Quote each of the records below verbatim, keeping every line as it stands.

## Data entries
+ + + + + + +

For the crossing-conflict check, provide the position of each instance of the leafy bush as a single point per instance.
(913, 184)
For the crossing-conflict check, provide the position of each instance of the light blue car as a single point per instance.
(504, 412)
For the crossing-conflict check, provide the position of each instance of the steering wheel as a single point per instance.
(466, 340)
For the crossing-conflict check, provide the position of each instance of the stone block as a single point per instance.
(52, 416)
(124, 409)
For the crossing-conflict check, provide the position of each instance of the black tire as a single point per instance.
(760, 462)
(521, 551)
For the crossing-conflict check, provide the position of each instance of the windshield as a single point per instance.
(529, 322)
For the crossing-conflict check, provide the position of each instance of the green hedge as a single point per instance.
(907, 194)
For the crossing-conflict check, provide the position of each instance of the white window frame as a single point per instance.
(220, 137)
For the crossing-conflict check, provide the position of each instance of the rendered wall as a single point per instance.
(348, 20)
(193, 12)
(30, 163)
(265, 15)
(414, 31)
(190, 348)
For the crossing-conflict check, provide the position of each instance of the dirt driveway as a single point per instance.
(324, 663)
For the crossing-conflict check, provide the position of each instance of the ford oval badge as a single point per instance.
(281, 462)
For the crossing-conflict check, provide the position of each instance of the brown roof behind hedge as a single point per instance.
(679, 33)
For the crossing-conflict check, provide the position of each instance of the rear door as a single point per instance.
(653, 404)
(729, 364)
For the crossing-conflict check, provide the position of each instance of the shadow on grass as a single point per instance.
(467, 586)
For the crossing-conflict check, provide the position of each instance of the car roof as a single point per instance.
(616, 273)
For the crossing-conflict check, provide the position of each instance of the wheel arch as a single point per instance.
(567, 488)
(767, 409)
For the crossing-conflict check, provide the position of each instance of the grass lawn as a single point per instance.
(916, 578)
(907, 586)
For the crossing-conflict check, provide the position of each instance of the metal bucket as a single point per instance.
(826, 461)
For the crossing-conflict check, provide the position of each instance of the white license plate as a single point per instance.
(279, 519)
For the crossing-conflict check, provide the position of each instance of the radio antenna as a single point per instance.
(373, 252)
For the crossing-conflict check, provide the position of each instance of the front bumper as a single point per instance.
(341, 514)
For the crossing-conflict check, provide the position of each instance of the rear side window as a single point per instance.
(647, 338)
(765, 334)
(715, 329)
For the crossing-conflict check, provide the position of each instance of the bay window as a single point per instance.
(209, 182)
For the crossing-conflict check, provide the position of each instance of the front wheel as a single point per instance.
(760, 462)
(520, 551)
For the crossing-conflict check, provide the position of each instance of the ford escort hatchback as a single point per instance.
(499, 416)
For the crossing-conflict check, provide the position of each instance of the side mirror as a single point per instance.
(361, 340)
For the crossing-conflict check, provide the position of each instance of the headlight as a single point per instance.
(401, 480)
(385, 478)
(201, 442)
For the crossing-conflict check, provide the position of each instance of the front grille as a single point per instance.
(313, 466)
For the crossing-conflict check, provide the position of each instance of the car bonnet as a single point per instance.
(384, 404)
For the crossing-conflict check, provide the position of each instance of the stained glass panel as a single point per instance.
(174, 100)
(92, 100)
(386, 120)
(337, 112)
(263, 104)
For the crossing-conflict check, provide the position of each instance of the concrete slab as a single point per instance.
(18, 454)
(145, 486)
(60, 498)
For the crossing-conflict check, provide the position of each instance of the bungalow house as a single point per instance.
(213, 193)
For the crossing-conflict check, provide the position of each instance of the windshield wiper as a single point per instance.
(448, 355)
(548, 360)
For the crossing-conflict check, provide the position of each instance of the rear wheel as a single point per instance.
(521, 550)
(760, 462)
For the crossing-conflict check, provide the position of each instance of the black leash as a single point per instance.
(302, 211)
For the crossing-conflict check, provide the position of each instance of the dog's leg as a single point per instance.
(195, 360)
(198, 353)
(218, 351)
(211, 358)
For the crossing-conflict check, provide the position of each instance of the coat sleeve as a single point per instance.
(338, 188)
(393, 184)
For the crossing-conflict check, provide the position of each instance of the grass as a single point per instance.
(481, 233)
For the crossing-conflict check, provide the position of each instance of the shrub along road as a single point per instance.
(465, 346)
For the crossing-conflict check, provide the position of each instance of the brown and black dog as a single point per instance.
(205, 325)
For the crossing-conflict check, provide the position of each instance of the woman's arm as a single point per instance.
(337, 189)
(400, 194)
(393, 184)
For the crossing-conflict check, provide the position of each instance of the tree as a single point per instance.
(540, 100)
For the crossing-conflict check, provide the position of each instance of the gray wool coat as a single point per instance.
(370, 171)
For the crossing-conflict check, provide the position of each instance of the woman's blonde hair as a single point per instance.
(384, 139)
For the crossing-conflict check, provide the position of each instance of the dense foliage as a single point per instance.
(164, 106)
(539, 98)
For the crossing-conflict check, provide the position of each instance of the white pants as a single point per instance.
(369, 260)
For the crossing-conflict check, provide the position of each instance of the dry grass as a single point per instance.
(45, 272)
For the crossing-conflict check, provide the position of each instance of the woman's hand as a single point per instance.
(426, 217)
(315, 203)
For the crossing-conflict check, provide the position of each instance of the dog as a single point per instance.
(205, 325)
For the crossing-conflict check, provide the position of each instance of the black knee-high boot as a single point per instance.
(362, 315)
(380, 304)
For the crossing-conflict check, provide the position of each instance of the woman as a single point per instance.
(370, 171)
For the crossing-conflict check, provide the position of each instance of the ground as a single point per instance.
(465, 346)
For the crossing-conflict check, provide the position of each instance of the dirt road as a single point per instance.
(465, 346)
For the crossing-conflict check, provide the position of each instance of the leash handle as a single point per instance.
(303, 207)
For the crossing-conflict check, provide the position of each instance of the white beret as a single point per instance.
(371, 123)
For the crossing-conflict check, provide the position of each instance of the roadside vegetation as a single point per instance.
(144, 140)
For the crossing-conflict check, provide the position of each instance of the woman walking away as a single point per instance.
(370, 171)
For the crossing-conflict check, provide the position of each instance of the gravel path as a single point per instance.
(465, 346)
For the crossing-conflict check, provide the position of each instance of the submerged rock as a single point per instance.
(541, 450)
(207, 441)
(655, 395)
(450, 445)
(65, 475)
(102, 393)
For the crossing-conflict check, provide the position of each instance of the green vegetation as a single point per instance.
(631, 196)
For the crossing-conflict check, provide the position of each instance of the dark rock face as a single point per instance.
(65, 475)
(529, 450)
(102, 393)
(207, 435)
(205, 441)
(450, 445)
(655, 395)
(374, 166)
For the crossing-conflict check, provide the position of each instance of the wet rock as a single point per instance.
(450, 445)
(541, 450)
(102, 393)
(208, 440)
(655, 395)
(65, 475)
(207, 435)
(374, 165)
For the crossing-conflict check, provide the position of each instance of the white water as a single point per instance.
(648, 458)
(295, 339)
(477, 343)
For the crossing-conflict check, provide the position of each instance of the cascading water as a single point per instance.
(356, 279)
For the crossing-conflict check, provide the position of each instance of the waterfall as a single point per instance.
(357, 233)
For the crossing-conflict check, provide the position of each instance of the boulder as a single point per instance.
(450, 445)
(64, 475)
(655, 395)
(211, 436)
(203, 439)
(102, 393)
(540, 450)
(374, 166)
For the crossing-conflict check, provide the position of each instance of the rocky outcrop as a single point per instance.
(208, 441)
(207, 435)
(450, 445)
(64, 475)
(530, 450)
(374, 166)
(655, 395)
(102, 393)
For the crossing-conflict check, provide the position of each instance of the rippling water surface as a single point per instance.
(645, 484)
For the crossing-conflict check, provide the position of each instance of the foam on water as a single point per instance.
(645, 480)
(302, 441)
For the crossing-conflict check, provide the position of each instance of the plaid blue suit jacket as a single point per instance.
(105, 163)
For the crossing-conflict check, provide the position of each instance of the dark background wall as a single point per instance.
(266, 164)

+ + + + + + +

## Output for this task
For the crossing-conflict check, provide the position of each instance of the leafy bush as a single point per instance.
(913, 184)
For the crossing-conflict check, provide the position of each instance of the light blue car as a single point per instance.
(504, 412)
For the crossing-conflict check, provide the position of each instance of the steering wheel as a single point per instance.
(466, 340)
For the crossing-conflict check, provide the position of each instance of the stone block as a single point per instance.
(52, 416)
(124, 409)
For the crossing-conflict check, provide the position of each instance of the black tire as a single point per instance.
(760, 462)
(521, 551)
For the crossing-conflict check, provide the position of each instance of the windshield as a single point per instance.
(529, 322)
For the crossing-conflict check, provide the position of each instance of the green hedge as a single point per instance.
(907, 194)
For the crossing-conflict check, provide the position of each instance of the white window frame as a single point per instance.
(220, 137)
For the crossing-conflict check, provide the position of each instance of the rendered wall as a single point per instance.
(348, 20)
(193, 12)
(30, 163)
(265, 15)
(414, 31)
(190, 348)
For the crossing-conflict check, provide the position of each instance of the dirt driveway as a single point per instance.
(324, 663)
For the crossing-conflict check, provide the position of each instance of the ford oval badge as a single point per instance.
(281, 462)
For the crossing-conflict check, provide the position of each instance of the brown roof behind hedge as a single point per instance.
(679, 33)
For the crossing-conflict check, provide the position of each instance of the rear door as a single point per instance.
(653, 404)
(729, 364)
For the crossing-conflict check, provide the position of each instance of the shadow on grass as a single point per instance.
(467, 586)
For the crossing-conflict check, provide the position of each instance of the car roof as a single point per instance.
(616, 273)
For the crossing-conflict check, provide the position of each instance of the wheel arch as a single point per instance.
(567, 488)
(767, 409)
For the crossing-conflict check, provide the position of each instance of the grass lawn as a single point per instance.
(916, 578)
(907, 586)
For the crossing-conflict check, provide the position of each instance of the metal bucket as a single point per instance.
(826, 461)
For the crossing-conflict check, provide the position of each instance of the white license plate as a single point per instance.
(279, 519)
For the crossing-conflict check, provide the position of each instance of the radio antenna as a single point per instance.
(373, 252)
For the crossing-conflict check, provide the position of each instance of the front bumper as a single point per instance.
(341, 514)
For the crossing-conflict check, provide the position of each instance of the rear side window as a single point per instance.
(647, 338)
(765, 334)
(715, 329)
For the crossing-conflict check, provide the position of each instance of the bay window as a single point per instance.
(209, 182)
For the crossing-conflict check, provide the position of each instance of the front wheel as a single point per instance.
(760, 462)
(520, 551)
For the crossing-conflict check, provide the position of each instance of the ford escort hatchback as a single point per instance.
(499, 416)
For the crossing-conflict check, provide the position of each instance of the side mirror as a single point per instance.
(361, 340)
For the crossing-conflict check, provide the position of each instance of the headlight as a single point per instance.
(401, 480)
(385, 478)
(201, 442)
For the crossing-conflict check, provide the position of each instance of the front grille as a single point per instance.
(313, 466)
For the crossing-conflict check, provide the position of each instance of the car bonnet as a single point per instance.
(384, 404)
For the crossing-conflict check, provide the position of each instance of the stained glass panel as a single point per instance.
(174, 100)
(92, 100)
(386, 120)
(337, 112)
(263, 104)
For the crossing-conflict check, provide the position of each instance of the concrete slab as a single point per instance.
(18, 454)
(145, 486)
(60, 498)
For the crossing-conflict check, provide the position of each instance of the bungalow house as a single point per instance.
(213, 193)
For the crossing-conflict check, provide the position of each instance of the windshield wiper as a single point per instance.
(448, 355)
(548, 360)
For the crossing-conflict check, provide the position of each instance of the rear wheel as a single point per instance.
(521, 550)
(760, 462)
For the crossing-conflict check, provide the position of each instance of the black leash as a single point per instance.
(302, 211)
For the crossing-conflict check, provide the position of each instance of the dog's leg as a single point per instance.
(195, 360)
(198, 353)
(218, 351)
(211, 358)
For the crossing-conflict check, provide the position of each instance of the coat sleeve as a single point per instance.
(338, 188)
(393, 184)
For the crossing-conflict check, provide the position of each instance of the grass as a single point per instance.
(481, 233)
For the crossing-conflict check, provide the position of each instance of the shrub along road as a single point per instance.
(465, 346)
For the crossing-conflict check, provide the position of each instance of the brown and black dog as a single point per instance.
(205, 325)
For the crossing-conflict check, provide the position of each instance of the woman's arm as a single point per instance.
(337, 189)
(400, 194)
(393, 184)
For the crossing-conflict check, provide the position of each instance of the tree as a single point per instance.
(540, 100)
For the crossing-conflict check, provide the position of each instance of the gray wool coat as a single point per instance.
(370, 171)
For the crossing-conflict check, provide the position of each instance of the woman's blonde hair as a single point per instance.
(384, 139)
For the crossing-conflict check, provide the position of each instance of the dense foliage as a single point per instance.
(164, 106)
(539, 98)
For the crossing-conflict check, provide the position of each instance of the white pants as a single point per instance.
(369, 260)
For the crossing-conflict check, provide the position of each instance of the dry grass as a single point per instance.
(45, 272)
For the crossing-conflict check, provide the position of each instance of the woman's hand as a single point per instance.
(426, 217)
(315, 203)
For the crossing-conflict check, provide the position of each instance of the dog as a single point per instance.
(205, 325)
For the crossing-conflict check, provide the position of each instance of the black knee-high boot as a single point per instance.
(362, 315)
(380, 304)
For the crossing-conflict check, provide the position of each instance of the woman as a single point per instance.
(370, 171)
For the crossing-conflict check, provide the position of each instance of the ground as a single point per instance.
(465, 346)
For the crossing-conflict check, provide the position of each instance of the dirt road as a single point per instance.
(465, 346)
For the crossing-conflict check, provide the position of each instance of the leash handle as a single point per instance.
(303, 207)
For the crossing-conflict check, provide the position of each instance of the white beret as a single point per instance.
(371, 123)
For the crossing-conflict check, provide the position of each instance of the roadside vegetation as a single point per instance.
(144, 140)
For the crossing-conflict check, provide the position of each instance of the woman walking away as a single point per instance.
(370, 171)
For the crossing-conflict check, provide the position of each instance of the gravel path as a single point per instance.
(465, 346)
For the crossing-conflict check, provide the position of each instance of the submerged rock as a single point per instance.
(541, 450)
(207, 441)
(655, 395)
(450, 445)
(65, 475)
(102, 393)
For the crossing-conflict check, provide the position of each instance of the green vegetation as a single point per instance.
(631, 196)
For the crossing-conflict check, provide the position of each instance of the dark rock face as a single point per instance.
(65, 475)
(529, 450)
(102, 393)
(207, 435)
(205, 441)
(450, 445)
(655, 395)
(374, 166)
For the crossing-conflict check, provide the position of each instance of the wet rock as a single point per instance.
(450, 445)
(541, 450)
(102, 393)
(208, 440)
(655, 395)
(65, 475)
(207, 435)
(374, 165)
For the crossing-conflict check, provide the position of each instance of the white water as a single point per instance.
(648, 458)
(295, 339)
(477, 343)
For the crossing-conflict check, provide the position of each instance of the cascading water as a single point per instance.
(356, 279)
For the crossing-conflict check, provide the position of each instance of the waterfall as a single point per instance.
(357, 233)
For the crossing-conflict check, provide the position of each instance of the boulder as a single point per instance.
(450, 445)
(64, 475)
(655, 395)
(211, 436)
(203, 439)
(102, 393)
(540, 450)
(374, 166)
For the crossing-conflict check, provide the position of each instance of the rocky outcrop as a single point per instance.
(208, 441)
(207, 435)
(450, 445)
(64, 475)
(530, 450)
(374, 166)
(655, 395)
(102, 393)
For the crossing-conflict check, provide the position of each instance of the rippling water surface as a single point per instance.
(645, 484)
For the crossing-conflict check, provide the position of each instance of the foam on water as a single point per instance.
(645, 480)
(302, 441)
For the crossing-conflict check, provide the position of each instance of the plaid blue suit jacket as a single point per instance.
(105, 163)
For the crossing-conflict check, provide the position of each instance of the dark background wall as a single point per instance.
(266, 164)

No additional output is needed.